:: EXERCISE INSTRUCTIONS ::
This exercise calls for printing every record exactly once more.

:: Collected data ::

== Segment start ==

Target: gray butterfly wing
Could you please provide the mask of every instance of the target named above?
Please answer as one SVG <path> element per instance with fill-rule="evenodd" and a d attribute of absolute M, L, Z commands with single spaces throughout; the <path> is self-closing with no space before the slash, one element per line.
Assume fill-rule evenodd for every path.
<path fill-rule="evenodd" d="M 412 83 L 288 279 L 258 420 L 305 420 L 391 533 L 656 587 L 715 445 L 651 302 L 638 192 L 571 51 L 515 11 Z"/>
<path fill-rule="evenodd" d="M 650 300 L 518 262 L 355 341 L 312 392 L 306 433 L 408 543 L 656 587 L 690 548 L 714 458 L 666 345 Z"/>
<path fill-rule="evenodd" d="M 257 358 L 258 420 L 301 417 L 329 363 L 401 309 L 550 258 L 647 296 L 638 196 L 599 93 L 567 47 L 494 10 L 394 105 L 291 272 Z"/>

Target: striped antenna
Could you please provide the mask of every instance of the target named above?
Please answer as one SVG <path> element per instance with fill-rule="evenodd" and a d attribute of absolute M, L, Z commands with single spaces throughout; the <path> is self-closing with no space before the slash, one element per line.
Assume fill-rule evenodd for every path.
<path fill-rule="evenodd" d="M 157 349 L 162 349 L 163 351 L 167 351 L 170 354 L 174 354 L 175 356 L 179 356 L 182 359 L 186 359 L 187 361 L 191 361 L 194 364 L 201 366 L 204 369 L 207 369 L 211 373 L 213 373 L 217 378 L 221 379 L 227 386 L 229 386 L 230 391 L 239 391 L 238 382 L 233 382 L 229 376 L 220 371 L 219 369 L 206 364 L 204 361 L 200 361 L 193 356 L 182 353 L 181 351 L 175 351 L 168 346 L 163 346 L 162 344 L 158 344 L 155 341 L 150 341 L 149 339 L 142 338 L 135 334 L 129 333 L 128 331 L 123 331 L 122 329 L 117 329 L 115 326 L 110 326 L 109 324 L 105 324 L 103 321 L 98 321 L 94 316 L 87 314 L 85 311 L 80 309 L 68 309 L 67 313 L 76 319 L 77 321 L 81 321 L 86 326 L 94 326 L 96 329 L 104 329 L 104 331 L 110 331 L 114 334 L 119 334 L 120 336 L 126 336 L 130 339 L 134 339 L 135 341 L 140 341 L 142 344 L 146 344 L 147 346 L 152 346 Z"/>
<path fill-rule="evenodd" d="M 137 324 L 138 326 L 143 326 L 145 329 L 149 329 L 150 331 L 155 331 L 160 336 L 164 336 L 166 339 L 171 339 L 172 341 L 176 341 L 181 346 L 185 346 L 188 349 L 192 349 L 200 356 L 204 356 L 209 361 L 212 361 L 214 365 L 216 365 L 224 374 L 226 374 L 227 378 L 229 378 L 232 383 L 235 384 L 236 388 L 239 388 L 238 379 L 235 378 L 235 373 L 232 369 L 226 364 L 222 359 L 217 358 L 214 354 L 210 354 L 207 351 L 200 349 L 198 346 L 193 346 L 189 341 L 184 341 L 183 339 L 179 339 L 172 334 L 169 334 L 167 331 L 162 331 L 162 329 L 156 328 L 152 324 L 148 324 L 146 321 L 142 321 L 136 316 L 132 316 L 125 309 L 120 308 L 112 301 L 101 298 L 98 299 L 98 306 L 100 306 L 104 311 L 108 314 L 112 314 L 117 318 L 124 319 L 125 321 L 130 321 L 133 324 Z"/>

== Segment end ==

:: EXERCISE SOLUTION ::
Target: gray butterfly wing
Could you please provide the mask of every instance of the target named above?
Please answer as one SVG <path> element per instance with fill-rule="evenodd" and a d attribute of absolute M, L, Z commands with single spaces throughout; the <path> is self-closing with no space before the slash, one element per line.
Assume fill-rule evenodd for every path.
<path fill-rule="evenodd" d="M 412 83 L 288 279 L 258 420 L 305 420 L 391 533 L 656 587 L 715 445 L 651 302 L 638 192 L 571 51 L 515 11 Z"/>
<path fill-rule="evenodd" d="M 650 300 L 518 262 L 355 341 L 312 392 L 306 433 L 408 543 L 656 587 L 690 548 L 714 458 L 666 345 Z"/>
<path fill-rule="evenodd" d="M 257 358 L 258 420 L 301 417 L 329 363 L 401 309 L 550 258 L 647 296 L 638 196 L 599 93 L 567 47 L 494 10 L 394 105 L 291 272 Z"/>

Target: striped antenna
Could you please provide the mask of every instance of the target named above?
Please answer as one SVG <path> element per instance with fill-rule="evenodd" and a d attribute of absolute M, L, Z commands with single spaces throughout; the <path> is self-closing with no space before the slash, one element per line.
Assume fill-rule evenodd for every path.
<path fill-rule="evenodd" d="M 157 349 L 162 349 L 163 351 L 167 351 L 170 354 L 174 354 L 175 356 L 179 356 L 182 359 L 186 359 L 187 361 L 191 361 L 194 364 L 201 366 L 204 369 L 207 369 L 211 373 L 213 373 L 217 378 L 221 379 L 227 386 L 229 386 L 230 391 L 239 391 L 238 382 L 233 382 L 229 376 L 220 371 L 219 369 L 206 364 L 204 361 L 200 361 L 193 356 L 182 353 L 181 351 L 175 351 L 168 346 L 163 346 L 162 344 L 158 344 L 155 341 L 150 341 L 149 339 L 142 338 L 135 334 L 129 333 L 128 331 L 123 331 L 122 329 L 117 329 L 115 326 L 110 326 L 109 324 L 105 324 L 103 321 L 98 321 L 94 316 L 87 314 L 85 311 L 80 309 L 68 309 L 67 313 L 76 319 L 77 321 L 81 321 L 86 326 L 94 326 L 96 329 L 104 329 L 104 331 L 110 331 L 114 334 L 119 334 L 120 336 L 126 336 L 130 339 L 134 339 L 135 341 L 140 341 L 142 344 L 146 344 L 147 346 L 152 346 Z"/>
<path fill-rule="evenodd" d="M 137 324 L 138 326 L 143 326 L 145 329 L 149 329 L 150 331 L 155 331 L 160 336 L 164 336 L 166 339 L 171 339 L 172 341 L 176 341 L 181 346 L 185 346 L 188 349 L 192 349 L 200 356 L 204 356 L 209 361 L 212 361 L 214 365 L 216 365 L 224 374 L 226 374 L 227 378 L 229 378 L 232 383 L 235 384 L 236 388 L 239 388 L 238 379 L 235 378 L 235 373 L 232 369 L 226 364 L 222 359 L 217 358 L 214 354 L 210 354 L 207 351 L 200 349 L 198 346 L 193 346 L 189 341 L 184 341 L 183 339 L 179 339 L 172 334 L 169 334 L 167 331 L 162 331 L 162 329 L 156 328 L 152 324 L 148 324 L 146 321 L 142 321 L 136 316 L 132 316 L 125 309 L 120 308 L 112 301 L 101 298 L 98 299 L 98 306 L 100 306 L 104 311 L 108 314 L 112 314 L 117 318 L 124 319 L 125 321 L 130 321 L 133 324 Z"/>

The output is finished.